● Your tasks
1. Using the article below on story structure in Harry Potter, decide whether each statement is true. For each, answer yes or no and quote the exact words from the article that settle it.
(a) The analysis leaves out chapter one.
(b) The first plot point falls on page 126.
(c) Brooks describes the midpoint as a big unexpected twist.
2. In the article below on story structure in Harry Potter, what does Harry do on page ninety of Sorcerer’s Stone?

● Selected excerpt
※ ※ ※

Story Structure in Harry Potter: How Rowling Became a Billionaire by Following the Rules (Pt I)

The Harry Potter series was groundbreaking in many ways—its length for YA, its depth of character, its intricate plot and fantastic settings—but the foundation of Rowling’s success is her reliance on basic story structure.

Below I mapped out the first Potter book, Harry Potter and the Sorcerer’s Stone, using story structure as defined by Larry Brooks in Story Engineering.

Story Structure of Sorcerer’s Stone

Harry Potter and the Sorcerer's Stone

NOTE: I subtracted chapter one from my analysis because it is a prologue and does not advance the plot.

First Plot Point

The first plot point, as defined by Brooks, is when the hero receives his marching orders and sets out on his journey. This should happen about 25 percent of the way through the novel.

In Sorcerer’s Stone, 25 percent is page ninety (again, not including chapter one). And what happens on page ninety? Harry arrives for the first time at King’s Cross to catch the Hogwarts Express.

It is the point of no return, the moment when everything changes for Harry.

First Pinch Point

Next is the first pinch point. Here we get a glimpse of the antagonist, or in other words, who our hero is up against. This happens around three-eighths of the way through the story, which in Sorcerer’s Stone is page 126.

Here Harry:

  1. gets his first glimpse of Snape,
  2. he feels the scar on his forehead ache,
  3. he notices the new turban on Professor Quirrell’s head,
  4. and Dumbledore warns that the third floor corridor is off-limits.

We now have our eye on both the mystery (what’s in that corridor?) and the bad guy (or so we think!).

Midpoint

Next up is the midpoint, which as the name implies, is placed halfway through the novel. Brooks defines the midpoint as “a big fat unexpected twist.”

In Sorcerer’s Stone, the midpoint is at the end of chapter nine when Harry realizes that the grubby package Hagrid had taken out of vault seven hundred and thirteen is hidden in the forbidden third floor corridor.

Second Pinch Point

Now we’re at the second pinch point, five-eighths of the way through the novel, where we’re reminded of the antagonistic forces at hand.

In Sorcerer’s Stone, Harry catches Snape showing Filch his bitten, bloody leg. This discovery is quickly followed by a scene where it seems Snape is trying to curse Harry off his broom at a Quidditch match (but of course no one notices Quirrell muttering under his breath as well).

We believe that Snape will stop at nothing to get rid of Harry and steal whatever is in that grubby package.

※ ※ ※

(Dataset excerpt)
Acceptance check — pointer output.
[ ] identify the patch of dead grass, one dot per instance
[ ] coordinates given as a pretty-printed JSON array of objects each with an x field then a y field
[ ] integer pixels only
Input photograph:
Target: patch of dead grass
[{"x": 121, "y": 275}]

※ ※ ※

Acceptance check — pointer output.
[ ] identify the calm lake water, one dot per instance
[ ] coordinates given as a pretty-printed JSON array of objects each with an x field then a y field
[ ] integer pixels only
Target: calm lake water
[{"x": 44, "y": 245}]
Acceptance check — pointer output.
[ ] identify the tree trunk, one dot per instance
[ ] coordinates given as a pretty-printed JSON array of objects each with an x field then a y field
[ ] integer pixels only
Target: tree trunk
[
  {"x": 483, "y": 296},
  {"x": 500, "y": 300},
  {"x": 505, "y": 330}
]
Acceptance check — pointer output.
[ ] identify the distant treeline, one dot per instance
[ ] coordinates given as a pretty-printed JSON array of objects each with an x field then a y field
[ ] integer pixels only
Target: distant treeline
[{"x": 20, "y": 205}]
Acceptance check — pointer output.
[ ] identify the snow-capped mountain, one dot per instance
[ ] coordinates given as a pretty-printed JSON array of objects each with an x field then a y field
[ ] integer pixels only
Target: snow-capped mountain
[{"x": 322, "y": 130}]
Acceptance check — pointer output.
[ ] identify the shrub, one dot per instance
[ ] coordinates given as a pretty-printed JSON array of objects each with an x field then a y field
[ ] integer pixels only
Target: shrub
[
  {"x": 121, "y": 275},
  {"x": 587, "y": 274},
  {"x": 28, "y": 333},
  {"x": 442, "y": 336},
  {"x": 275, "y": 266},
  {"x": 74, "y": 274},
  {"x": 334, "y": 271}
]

※ ※ ※

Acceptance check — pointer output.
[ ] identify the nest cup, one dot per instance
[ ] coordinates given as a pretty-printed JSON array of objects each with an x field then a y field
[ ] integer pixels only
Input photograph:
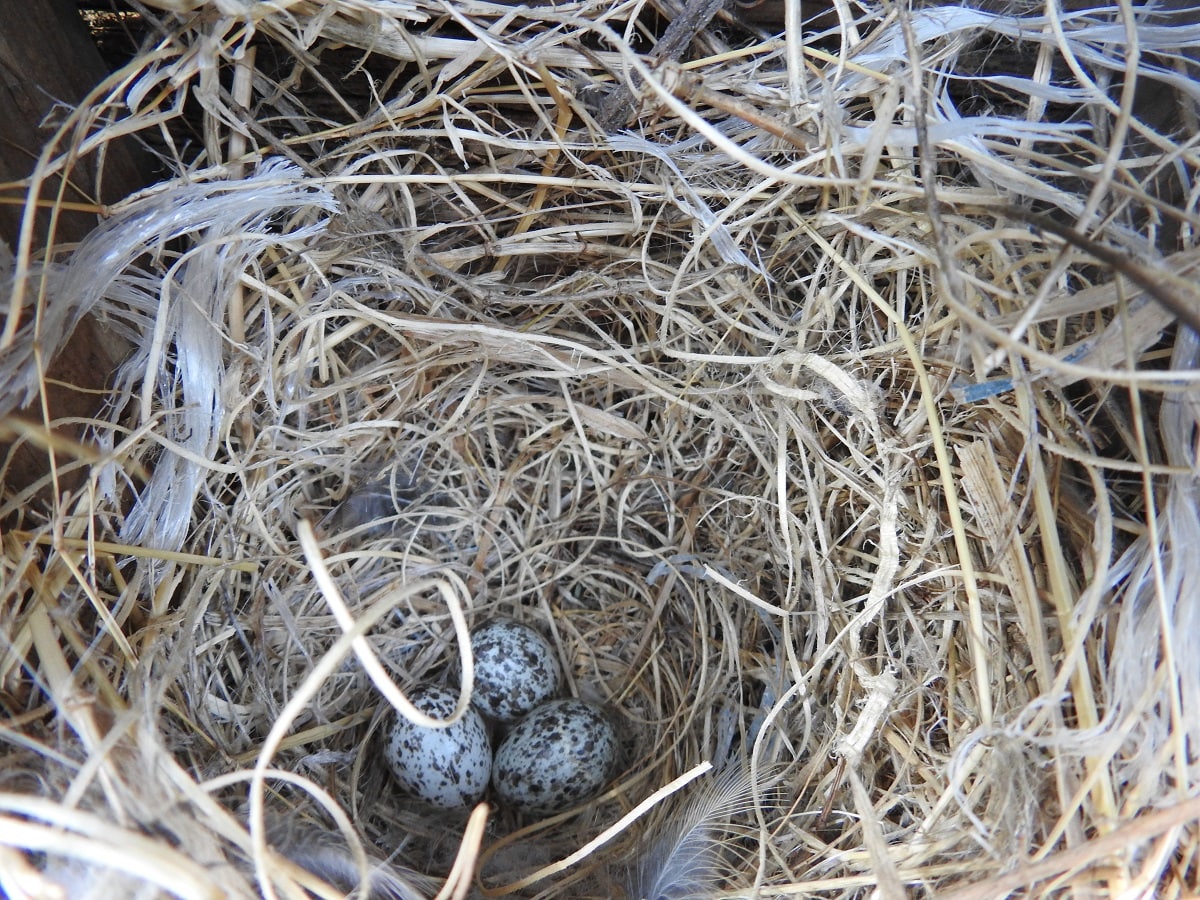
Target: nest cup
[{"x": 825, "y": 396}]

※ ※ ※

● Answers for the exercise
1.
(a) Yes: "I subtracted chapter one from my analysis because it is a prologue and does not advance the plot."
(b) No: "In Sorcerer’s Stone, 25 percent is page ninety"
(c) Yes: "Brooks defines the midpoint as “a big fat unexpected twist.”"

2. He arrives for the first time at King’s Cross to catch the Hogwarts Express.